*SHORT EXERCISE*.
Output every line of the entries below, from the line containing "Annotation task — locate each instance of the steering" down to the line containing "Annotation task — locate each instance of the aluminum" (both included), as a Markdown table with the columns Row and Line. Number the rows in the Row column and omit blank lines.

*RECORDS PROVIDED*.
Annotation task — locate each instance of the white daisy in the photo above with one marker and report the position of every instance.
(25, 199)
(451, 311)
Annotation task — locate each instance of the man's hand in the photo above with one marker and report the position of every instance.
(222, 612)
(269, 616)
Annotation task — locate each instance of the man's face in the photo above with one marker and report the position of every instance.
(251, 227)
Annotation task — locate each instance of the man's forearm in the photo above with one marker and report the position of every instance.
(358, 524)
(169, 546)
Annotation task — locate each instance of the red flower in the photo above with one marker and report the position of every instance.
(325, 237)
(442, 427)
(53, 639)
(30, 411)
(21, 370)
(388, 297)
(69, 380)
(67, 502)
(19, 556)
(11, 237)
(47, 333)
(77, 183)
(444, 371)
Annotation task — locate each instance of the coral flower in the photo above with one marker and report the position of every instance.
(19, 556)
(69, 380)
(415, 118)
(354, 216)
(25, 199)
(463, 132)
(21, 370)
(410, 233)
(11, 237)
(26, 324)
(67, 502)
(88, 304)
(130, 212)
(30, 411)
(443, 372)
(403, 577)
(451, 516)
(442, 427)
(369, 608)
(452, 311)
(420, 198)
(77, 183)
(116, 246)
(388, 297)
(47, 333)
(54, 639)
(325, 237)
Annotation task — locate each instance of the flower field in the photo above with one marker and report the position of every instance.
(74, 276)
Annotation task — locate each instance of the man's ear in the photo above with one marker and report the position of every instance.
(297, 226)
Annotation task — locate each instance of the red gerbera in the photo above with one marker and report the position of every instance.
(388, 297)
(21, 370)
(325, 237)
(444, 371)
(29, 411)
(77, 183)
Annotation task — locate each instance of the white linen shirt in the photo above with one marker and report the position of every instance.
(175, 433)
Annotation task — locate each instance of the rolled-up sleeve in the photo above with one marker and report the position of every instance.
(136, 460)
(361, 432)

==

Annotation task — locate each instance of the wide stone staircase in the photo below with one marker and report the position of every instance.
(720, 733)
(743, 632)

...

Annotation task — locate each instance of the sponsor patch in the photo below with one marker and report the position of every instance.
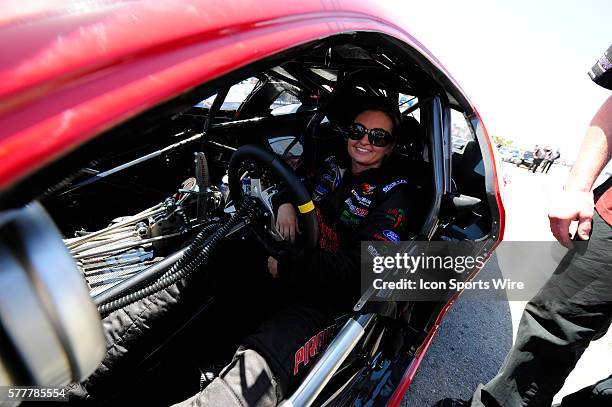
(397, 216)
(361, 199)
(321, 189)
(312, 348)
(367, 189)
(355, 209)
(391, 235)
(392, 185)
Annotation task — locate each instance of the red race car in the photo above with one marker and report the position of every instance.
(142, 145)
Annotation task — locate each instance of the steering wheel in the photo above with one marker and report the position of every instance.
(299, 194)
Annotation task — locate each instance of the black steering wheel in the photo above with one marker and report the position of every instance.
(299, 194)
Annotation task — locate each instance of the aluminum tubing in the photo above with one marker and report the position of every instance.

*RESPONSE BELOW*.
| Row | Line |
|---|---|
| 1 | Annotation task — locate each instance of the steering wheel in the photo above with one marker and report the position of every instance. |
| 2 | (299, 194) |
| 3 | Annotation task — locate each instance of the black steering wheel in the photo above with one marker and report the position of every instance. |
| 4 | (299, 194) |
| 5 | Annotation task — locate each instance of the aluminum tubing in the photo above with one marker and report the position of every instance. |